> **Исходный документ**:
○ ○ ○ ○ ○ ○ ○

Я думаю о последнем абзаце нашей книги «Гаварни», который Жюль однажды утром в Трувиле прочел мне, пока я еще лежал в постели. Он составил этот абзац ночью, во время бессонницы. Не могу передать словами ту глубокую грусть, которую я ощутил, пока он декламировал мне с почти набожной торжественностью этот небольшой отрывок. Мы раньше советовались об этом куске и хотели написать его позже. И тут я понял, что, оплакивая Гаварни, он оплакивает самого себя, и фраза «Он спит около нас на кладбище в Отейе» засела в моей памяти, преследуя меня с каким-то неотвязным жужжанием.
В первый раз тогда мне пришла в голову мысль, которая никогда раньше не приходила, – мысль, что он может умереть.
Жюль шагал, высоко подняв голову, часто опущенную в последнее время от утомления; шагал весело, с разными ребячески милыми выходками, которые как бы говорили мне: «Ну что? доволен ты? Мне лучше, я весел, и, не правда ли, я еще не совсем поглупел?»
И все время, пока мы гуляли, искрилось все, что было тонкого и едкого в его уме, и он бесконечно комментировал толпу, в которой мы находились. «Ты ничего не отвечаешь, – проронил он вслед за прелестным словечком о парочке старых любовников, – тебе жалко видеть меня таким, да?» Я еле отвечал, так я был упоен, так я поглупел, будто видел перед собою чудо. Боже мой! Если бы это могло продолжиться… Но у меня были такие ужасные разочарования после таких же многообещающих дней!

○ ○ ○ ○ ○ ○ ○

(Сохранённые записи данных)
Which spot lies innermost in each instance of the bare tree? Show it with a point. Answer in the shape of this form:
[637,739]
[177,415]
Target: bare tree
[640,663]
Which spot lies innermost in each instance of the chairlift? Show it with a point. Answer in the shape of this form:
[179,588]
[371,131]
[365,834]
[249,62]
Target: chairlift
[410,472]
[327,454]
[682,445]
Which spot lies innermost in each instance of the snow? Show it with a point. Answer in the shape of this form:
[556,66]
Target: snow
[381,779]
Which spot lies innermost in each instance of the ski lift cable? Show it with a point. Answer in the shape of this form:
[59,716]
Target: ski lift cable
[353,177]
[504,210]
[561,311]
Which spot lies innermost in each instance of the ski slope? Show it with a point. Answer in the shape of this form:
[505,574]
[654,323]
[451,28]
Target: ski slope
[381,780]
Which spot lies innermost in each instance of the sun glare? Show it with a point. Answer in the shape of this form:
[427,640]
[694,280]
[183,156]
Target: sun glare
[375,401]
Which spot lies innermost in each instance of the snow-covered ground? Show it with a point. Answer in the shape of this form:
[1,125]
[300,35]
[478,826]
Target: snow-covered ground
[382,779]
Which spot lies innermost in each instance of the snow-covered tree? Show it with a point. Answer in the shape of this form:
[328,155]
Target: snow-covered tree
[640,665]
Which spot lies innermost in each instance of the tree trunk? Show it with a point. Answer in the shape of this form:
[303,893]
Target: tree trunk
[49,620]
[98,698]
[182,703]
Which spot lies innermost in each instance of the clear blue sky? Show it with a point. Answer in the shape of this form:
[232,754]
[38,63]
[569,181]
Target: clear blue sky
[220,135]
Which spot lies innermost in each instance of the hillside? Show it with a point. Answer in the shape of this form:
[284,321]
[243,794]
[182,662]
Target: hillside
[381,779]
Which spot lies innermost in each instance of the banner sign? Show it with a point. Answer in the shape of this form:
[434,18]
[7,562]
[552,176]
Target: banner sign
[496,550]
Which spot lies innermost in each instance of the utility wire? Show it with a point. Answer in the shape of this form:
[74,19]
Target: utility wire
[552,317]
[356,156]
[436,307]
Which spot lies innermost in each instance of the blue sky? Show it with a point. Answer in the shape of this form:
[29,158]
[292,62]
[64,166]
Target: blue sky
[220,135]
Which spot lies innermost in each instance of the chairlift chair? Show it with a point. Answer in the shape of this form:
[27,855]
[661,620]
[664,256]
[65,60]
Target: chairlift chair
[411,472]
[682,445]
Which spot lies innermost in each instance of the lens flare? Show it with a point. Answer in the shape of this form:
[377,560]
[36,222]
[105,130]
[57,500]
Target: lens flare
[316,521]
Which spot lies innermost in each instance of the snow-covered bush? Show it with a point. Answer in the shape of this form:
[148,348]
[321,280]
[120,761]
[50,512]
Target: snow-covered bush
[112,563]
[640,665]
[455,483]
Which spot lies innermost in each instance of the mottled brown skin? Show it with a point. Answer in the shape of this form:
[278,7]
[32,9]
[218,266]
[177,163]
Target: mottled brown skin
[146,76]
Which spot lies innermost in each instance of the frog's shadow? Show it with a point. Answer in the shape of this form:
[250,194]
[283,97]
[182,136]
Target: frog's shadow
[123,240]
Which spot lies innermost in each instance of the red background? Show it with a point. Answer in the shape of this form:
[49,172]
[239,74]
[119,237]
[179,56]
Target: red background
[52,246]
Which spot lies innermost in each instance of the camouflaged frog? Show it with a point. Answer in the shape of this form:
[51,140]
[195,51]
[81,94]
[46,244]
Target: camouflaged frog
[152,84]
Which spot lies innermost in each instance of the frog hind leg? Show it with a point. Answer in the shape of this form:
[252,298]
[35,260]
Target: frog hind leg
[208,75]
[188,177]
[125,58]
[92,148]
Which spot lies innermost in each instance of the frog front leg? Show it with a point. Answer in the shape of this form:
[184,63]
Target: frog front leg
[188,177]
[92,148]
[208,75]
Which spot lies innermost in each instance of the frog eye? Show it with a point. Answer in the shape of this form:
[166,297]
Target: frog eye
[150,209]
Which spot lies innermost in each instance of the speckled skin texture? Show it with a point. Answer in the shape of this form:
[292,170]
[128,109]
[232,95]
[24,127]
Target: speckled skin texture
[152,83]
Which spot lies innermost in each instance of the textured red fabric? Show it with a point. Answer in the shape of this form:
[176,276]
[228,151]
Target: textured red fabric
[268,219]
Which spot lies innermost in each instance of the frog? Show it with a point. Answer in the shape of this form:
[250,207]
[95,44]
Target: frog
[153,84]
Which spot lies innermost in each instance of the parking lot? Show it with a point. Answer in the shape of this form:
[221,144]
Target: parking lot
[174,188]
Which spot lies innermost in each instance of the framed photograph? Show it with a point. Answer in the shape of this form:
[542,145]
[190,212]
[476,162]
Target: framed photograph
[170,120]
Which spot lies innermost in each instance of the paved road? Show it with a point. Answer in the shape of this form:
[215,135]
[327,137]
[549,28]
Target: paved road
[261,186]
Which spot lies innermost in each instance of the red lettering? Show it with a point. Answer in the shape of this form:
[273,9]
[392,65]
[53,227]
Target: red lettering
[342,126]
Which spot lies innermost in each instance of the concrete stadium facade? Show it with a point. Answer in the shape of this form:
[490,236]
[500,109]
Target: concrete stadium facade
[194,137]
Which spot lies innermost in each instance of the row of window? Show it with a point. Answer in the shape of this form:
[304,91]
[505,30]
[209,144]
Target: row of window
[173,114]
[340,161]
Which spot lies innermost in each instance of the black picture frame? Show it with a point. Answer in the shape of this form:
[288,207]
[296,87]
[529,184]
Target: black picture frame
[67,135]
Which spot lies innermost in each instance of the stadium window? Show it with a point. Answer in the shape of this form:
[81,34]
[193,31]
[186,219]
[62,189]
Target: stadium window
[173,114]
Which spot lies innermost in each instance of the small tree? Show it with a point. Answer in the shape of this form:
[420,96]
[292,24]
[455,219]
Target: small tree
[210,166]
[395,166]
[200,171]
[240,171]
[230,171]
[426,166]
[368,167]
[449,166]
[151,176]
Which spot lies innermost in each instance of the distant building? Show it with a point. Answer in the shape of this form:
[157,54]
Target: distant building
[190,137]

○ ○ ○ ○ ○ ○ ○

> **Задание**: Продолжите текст о Жюле с того места, на котором он заканчивается. Пункты выше — отдельный, самостоятельный материал.

> **Готовое решение**:
Он никуда не хочет идти, никому не хочет показываться, он говорит, что «стыдится самого себя».
С некоторых пор – и это с каждым днем становится все заметнее – Жюль нетвердо выговаривает буквы:
О, многие станут говорить, что я не любил брата, что истинная любовь не «описательна». Это меня не тронет, я убежден, что любил его больше, чем когда-либо было любимо человеческое существо теми, кто это говорит. Не преминут прибавить, что следует молчать о некотором унижении любимого человека, о некоторой его душевной слабости, вызванной болезнью. Да, одно время мне не хотелось писать об этом; некоторые фразы раздирали мне душу, когда я их переписывал для публики. Но, подавляя всякую чувствительность, я подумал, что для истории словесности полезно написать беспощадную картину агонии и смерти мученика литературы и несправедливости критики.
А может быть, это я сам такой странный человек, что мое горе и отчаяние невольно обращается в литературу.
В его сосредоточенности, в его самоуглублении, в его погружении в самого себя есть такая бесконечная грусть, и она указывает на такие ужасные вещи, происходящие внутри его существа, что мне хочется плакать, глядя на него.
Однажды, когда именно – не знаю, я попросил брата подождать меня минутку в пассаже «Панорам»[78]
. Он, указывая на решетку бульвара, сказал: «Это здесь, не правда ли?» Он уже не узнавал «Панорам»!.. В другой раз он не мог припомнить правильного написания фамилии Ватто, которая была ему родной. Он дошел до того, что с трудом различает гири, с которыми делает гимнастику: ему требуется приложить усилие, чтобы отличить большие от средних, а средние от малых.И несмотря ни на что, в нем еще жива наблюдательность, и он удивляет меня иногда замечаниями истинно писательскими. Тайна, необъяснимая, недосягаемая тайна заключается в сопротивлении, в цепкой жизненности известных умственных способностей при общей атрофии мозга; тайна в неожиданных словах и размышлениях, живых и глубоких, вырывающихся из общего летаргического сна; тайна, ежеминутно отрывающая вас от вашего отчаяния и заставляющая думать: «А может быть!..»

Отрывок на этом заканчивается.